--- REQUIRED TASKS ---
**1)** Answer these from the financial report excerpt:
(a) How many shares did the Company repurchase during the first two quarters, and at what average price?
(b) How much of the planned 1999 capital expenditures is for the enterprise-wide software system?
(c) What will the Company do for suppliers that are not easily replaced?
**2)** Swap "U.S. dollar" for "Canadian dollar" in the financial report excerpt, writing out the passage between "During the first two quarters, the" and "first six months.", inclusive.
**3)** Extend the financial report excerpt with new text that picks up after its final sentence.

For the six months ended July 31, 1999, capital expenditures totaled $11,033,000
compared with $8,395,000 purchased during the corresponding 1998 period. Capital
expenditures for new facilities, machinery, equipment and tooling over the
preceding five years totaled approximately $88,567,000. Planned capital
expenditures for 1999 are estimated at $19,210,000 and include $4,459,000 for
implementation of an enterprise-wide software system to link all of the
Company's core business systems. Implementation will be phased-in throughout the
major operating units with completion scheduled for fiscal 2000. The Company
plans to use operating cash flows, leases and existing credit facilities to fund
1999 capital expenditures.
At its August 1998 meeting, the Board authorized the repurchase up to 500,000
Cascade common shares from time to time in the open market. During the first two
quarters the Company repurchased 175,600 shares at an average price of $10.53.
Repurchases to date totaled 400,000 shares at an average price of $12.09.
During the first two quarters, the U.S. dollar strengthened against the major
currencies included in the Company's financial consolidations. As a result, the
cumulative translation adjustment in the consolidated balance sheet decreased
shareholder's equity by $2,320,000 for the first six months.
IMPACT OF THE YEAR 2000 ISSUE
The Year 2000 Issue is the result of computer programs being written using two
digits rather than four to define the applicable year. Some of the Company's
computer programs that have date-sensitive software may recognize a date using
"00" as the year 1900 rather than the year 2000. This could result in a system
failure or miscalculations
<PAGE>
causing disruptions of operations, including, among other things, a temporary
inability to process transactions, send invoices, ship product or engage in
any number of similar business activities.
Based on its own assessment, the Company determined that it would need to modify
or replace portions of its software so that its computer systems will properly
utilize dates beyond December 31, 1999. The Company presently believes that with
modifications to existing software and conversions to new software, the Year
2000 Issue can be mitigated. However, if such modifications and conversions are
not made, or not completed in time, the Year 2000 Issue could have a material
impact on the operations of the Company.
The Company has initiated formal communications with all of its significant
suppliers and large customers to determine the extent to which the Company is
vulnerable to those third parties' failure to remediate their own Year 2000
Issue. This program is ongoing and the Company will continue to monitor
responses received to determine if Year 2000 issues exist with these third
parties. Contingency plans include finding alternative suppliers where
practical. For those suppliers that are not easily replaced, the Company will
maintain adequate supplies to help counteract short-term supply interruptions.

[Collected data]
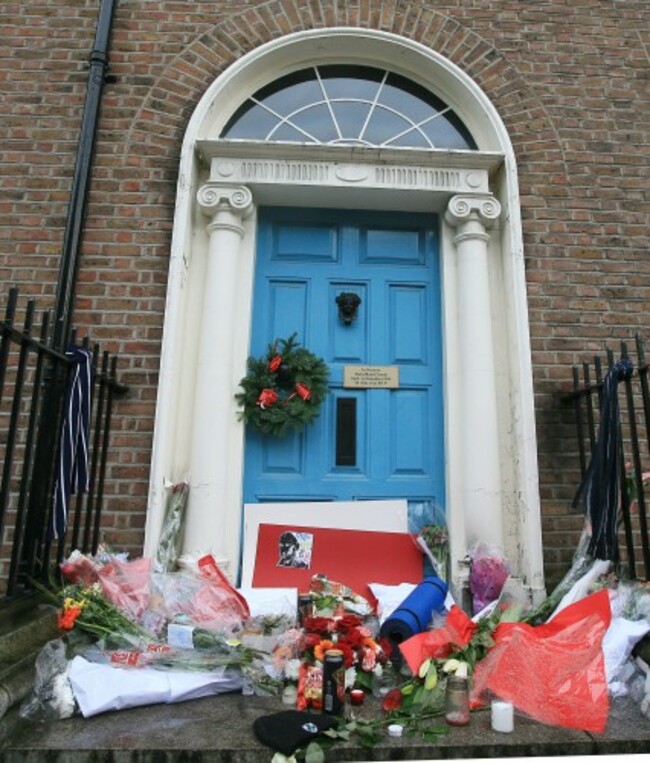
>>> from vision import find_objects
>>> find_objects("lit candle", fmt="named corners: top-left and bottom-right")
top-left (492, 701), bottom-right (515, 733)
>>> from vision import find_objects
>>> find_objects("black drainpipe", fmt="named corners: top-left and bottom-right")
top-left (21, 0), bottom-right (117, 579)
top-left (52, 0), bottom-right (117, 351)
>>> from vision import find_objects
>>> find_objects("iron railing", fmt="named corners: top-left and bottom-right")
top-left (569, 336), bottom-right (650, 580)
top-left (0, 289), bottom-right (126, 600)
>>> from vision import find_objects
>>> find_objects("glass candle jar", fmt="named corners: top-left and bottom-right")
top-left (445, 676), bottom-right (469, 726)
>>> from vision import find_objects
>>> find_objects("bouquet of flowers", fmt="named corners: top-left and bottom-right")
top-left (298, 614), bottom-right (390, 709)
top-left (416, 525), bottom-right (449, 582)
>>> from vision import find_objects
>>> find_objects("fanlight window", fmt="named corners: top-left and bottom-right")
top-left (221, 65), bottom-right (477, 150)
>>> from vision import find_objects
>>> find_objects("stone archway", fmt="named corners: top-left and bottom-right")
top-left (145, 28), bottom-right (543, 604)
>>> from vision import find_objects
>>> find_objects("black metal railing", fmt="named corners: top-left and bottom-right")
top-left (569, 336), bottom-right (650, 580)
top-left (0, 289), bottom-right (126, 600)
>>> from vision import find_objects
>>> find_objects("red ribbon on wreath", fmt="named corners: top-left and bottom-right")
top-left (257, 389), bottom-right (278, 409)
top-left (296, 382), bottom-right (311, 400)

...

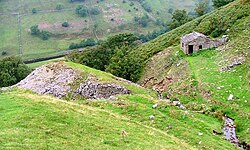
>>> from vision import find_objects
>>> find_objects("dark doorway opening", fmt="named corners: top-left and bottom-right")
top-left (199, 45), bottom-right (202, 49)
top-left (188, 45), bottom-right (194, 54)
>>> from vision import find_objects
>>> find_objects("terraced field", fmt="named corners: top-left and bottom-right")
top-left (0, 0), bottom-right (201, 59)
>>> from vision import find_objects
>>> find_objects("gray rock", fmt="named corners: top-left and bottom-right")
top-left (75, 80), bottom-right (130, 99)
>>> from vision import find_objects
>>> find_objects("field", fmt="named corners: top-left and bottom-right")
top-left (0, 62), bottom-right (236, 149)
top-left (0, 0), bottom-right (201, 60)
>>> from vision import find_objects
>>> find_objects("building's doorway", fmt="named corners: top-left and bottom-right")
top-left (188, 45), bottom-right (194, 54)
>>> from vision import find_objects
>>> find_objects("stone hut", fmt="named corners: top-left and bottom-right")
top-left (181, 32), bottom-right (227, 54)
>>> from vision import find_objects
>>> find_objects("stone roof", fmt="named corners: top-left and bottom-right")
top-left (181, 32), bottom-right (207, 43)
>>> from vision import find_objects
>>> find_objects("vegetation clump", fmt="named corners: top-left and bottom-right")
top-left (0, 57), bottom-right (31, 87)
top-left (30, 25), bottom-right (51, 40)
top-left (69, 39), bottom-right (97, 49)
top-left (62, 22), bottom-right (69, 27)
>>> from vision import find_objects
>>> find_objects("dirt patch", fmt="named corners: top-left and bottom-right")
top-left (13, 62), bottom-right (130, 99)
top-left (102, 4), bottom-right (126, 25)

--

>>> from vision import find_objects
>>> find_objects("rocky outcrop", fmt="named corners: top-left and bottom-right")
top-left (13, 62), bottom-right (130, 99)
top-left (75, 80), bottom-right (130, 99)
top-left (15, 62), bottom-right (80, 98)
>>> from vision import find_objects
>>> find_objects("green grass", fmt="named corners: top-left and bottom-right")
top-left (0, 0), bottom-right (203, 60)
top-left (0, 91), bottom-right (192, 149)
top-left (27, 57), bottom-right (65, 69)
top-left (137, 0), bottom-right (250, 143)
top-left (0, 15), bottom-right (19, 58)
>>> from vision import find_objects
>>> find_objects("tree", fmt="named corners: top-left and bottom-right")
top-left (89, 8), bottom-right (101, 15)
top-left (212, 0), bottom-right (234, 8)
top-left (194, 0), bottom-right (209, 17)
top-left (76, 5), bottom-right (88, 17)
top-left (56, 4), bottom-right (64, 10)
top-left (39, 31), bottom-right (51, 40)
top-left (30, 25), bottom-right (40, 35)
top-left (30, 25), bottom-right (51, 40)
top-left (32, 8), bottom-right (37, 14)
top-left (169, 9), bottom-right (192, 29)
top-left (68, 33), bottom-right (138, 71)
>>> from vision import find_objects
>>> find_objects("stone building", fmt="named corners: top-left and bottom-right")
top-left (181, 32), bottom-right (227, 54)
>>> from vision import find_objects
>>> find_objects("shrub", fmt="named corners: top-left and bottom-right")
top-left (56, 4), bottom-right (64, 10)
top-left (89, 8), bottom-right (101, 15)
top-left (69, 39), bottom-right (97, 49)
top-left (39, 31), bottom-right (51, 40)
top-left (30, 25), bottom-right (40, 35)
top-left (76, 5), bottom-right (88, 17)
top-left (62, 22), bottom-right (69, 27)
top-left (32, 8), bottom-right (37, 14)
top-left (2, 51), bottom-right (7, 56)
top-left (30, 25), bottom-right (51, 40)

--- RESULTS BY TASK ---
**1)**
(a) 175,600 shares at an average price of $10.53.
(b) $4,459,000.
(c) It will maintain adequate supplies to help counteract short-term supply interruptions.

**2)**
During the first two quarters, the Canadian dollar strengthened against the major
currencies included in the Company's financial consolidations. As a result, the
cumulative translation adjustment in the consolidated balance sheet decreased
shareholder's equity by $2,320,000 for the first six months.

**3)**
There can be no guarantee that the systems of other companies on which the
Company's systems rely will be converted on schedule; or that a failure to
convert by another company, or a conversion that is incompatible with the
Company's systems, would not have a material adverse effect on the Company.
The Company has initiated the implementation of an enterprise-wide resource
planning (ERP) software system to link all of its core business systems. This
implementation was the result of normal business migration to improved and
expanded software systems to increase the Company's ability to improve its
operational efficiency, reduce costs and enhance overall quality. As part of
this implementation, the Company will also replace those software systems that
will encounter the Year 2000 Issue. The portion of the project that address the
Year 2000 issue was scheduled in phase I of the implementation. The Company has
completed a substantial portion of phase I of the ERP project in the second
quarter. The remaining portion of phase I is scheduled to be completed in the
third quarter of 1999. The implementation of the other major operating units is
scheduled for completion in fiscal year 2000. The total cost of the ERP project
is estimated to exceed $14,000,000 including the $4,383,000 spent in the first
six months of 1999. The ERP project is being funded through leases and operating
cash flows.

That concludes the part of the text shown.